*** Block opens ***

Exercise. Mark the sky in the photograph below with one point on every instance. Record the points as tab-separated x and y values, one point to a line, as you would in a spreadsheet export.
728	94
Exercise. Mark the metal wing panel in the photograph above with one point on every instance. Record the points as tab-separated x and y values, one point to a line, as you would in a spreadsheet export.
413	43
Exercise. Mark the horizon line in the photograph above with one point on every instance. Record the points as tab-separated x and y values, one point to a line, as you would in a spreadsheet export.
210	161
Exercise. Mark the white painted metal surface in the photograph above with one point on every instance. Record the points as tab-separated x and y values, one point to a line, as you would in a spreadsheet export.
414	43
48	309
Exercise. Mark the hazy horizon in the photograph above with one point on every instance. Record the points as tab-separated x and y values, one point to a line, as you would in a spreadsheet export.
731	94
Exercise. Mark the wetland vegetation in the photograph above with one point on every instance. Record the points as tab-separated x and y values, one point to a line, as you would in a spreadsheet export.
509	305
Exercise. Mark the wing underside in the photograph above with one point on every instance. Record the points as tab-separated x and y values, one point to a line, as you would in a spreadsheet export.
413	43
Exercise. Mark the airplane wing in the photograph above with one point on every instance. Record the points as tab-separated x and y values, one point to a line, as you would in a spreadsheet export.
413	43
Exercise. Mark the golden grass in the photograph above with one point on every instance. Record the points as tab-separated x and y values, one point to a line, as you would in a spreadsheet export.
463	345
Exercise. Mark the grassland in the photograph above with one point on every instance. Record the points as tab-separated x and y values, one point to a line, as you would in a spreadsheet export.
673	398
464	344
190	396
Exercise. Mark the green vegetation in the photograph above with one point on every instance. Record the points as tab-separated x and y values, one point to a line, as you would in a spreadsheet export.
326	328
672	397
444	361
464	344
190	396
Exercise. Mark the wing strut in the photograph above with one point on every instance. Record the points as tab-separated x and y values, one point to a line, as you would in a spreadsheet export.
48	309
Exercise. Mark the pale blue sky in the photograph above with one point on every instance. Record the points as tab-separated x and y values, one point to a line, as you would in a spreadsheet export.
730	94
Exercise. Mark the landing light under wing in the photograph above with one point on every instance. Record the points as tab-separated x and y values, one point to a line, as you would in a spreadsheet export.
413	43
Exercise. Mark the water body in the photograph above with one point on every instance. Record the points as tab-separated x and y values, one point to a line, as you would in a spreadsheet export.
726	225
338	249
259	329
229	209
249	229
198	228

*** Block closes ***

### WHAT THIS TASK INVOLVES
From the line containing "Exercise. Mark the landing" through the last line of the records above, reproduce every line exactly.

### TASK SOLUTION
Exercise. Mark the landing light under wing in the photograph above with one point on every instance. Record the points as tab-separated x and y values, one point to a line, as you would in a spreadsheet export.
413	43
Exercise. Mark the water body in the photograph above with one point on every instance. Record the points as tab-separated x and y values, one point to a line, as you would in a spreadsheet export.
726	225
338	249
259	329
229	209
249	229
198	228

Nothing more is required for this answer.